SHORT TASK
Answer these questions using the passage on the Office of Sheriff:
1. What was the Anglo-Saxon word for chief?
2. What was the alarm the Sheriff had to give when a criminal was at large called?
3. Who appointed English sheriffs?

PROVIDED TEXT

** BEGIN **

The importance of the Office of Sheriff was expressed by Thomas Jefferson, who wrote in his THE VALUE OF CONSTITUTIONS, “The Office of Sheriff is the most important of all the executive offices of the county.” The Office of Sheriff is one of antiquity. With the exception of king, no non-religious office in the English-speaking world is older. A history of the Sheriff is a history of man's self-government. It is a history, which begins in the Old Testament, continues through the annals of Judeo-Christian tradition. It is the oldest law enforcement office known within the common-law system and it has always been accorded great dignity and high trust.
There is no honorable law enforcement authority in Anglo-American law so ancient as that of the County Sheriff. Sheriffs have served and protected the English-speaking people for a thousand years. The Office of Sheriff and the law enforcement, judicial and correctional functions he performs are more than 1000 years old and today, as in the past, the County Sheriff is a peace officer entrusted with the maintenance of law and order and the preservation of domestic tranquility.
The Office of Sheriff became bedrock of English society and government, and the High Sheriff was for centuries the pivot around which the machinery of government was to turn. The whole constitutional, economic, judicial and administrative development was dependent on the office of High Sheriff.
The concepts of “county” and “Sheriff” were essentially the same today as they have been during the previous 1200 years of English legal history. The county form of government and the Office of Sheriff are inseparable and because of the English heritage of the American colonies; the new United States of America adopted the English law and legal institutions as it's own.
The Anglo-Saxon word for chief was gerefa, which later became shortened to reeve. A number of changes occurred in this system of tithings and reeves. A new unit of government, the shire, was formed when groups of hundreds banded together. The shire was the forerunner of the modern county. Just as each hundred was led by a reeve (chief), each shire had a reeve as well. To distinguish the leader of a shire from the leader of a mere hundred, the more powerful official became known as a shire-reeve.
The word shire-reeve eventually became the modern English word Sheriff. The Sheriff was in early England, and metaphorically is in present-day America, the keeper, or chief, of the county. The shire-reeve or sheriff was the chief law enforcement officer of his county, responsible for interpreting the law and maintaining and order within his own county. But every tithing man was expected to share the obligation, remaining the duty of every citizen to assist the Sheriff in keeping the peace. If a criminal or escaped suspect was at large, it was the Sheriff's responsibility to give the alarm - the hue and cry, as it was called. Any member of the community who heard the hue and cry was then legally responsible for helping to bring the criminal to justice. This principle of direct citizen participation survives today with the procedure known as posse commitatus.
The shire-reeve or Sheriff was the chief law enforcement officer of each county in the year 1000 AD. During the reign of William the Conqueror, the sheriff had almost unlimited power. He was virtual ruler of the county, responsible for its revenues, military force, police, jails, courts and the execution of its writs. The importance of the office resulted not only from the scope of the Sheriff's duties, but also from his direct relationship to the central government. The Crown appointed English sheriffs.

** END **

GIVEN MATERIAL
** BEGIN **

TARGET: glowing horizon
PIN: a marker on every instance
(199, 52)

** END **

RIGHT ANSWER
1. Gerefa, which was later shortened to reeve.
2. The hue and cry.
3. The Crown.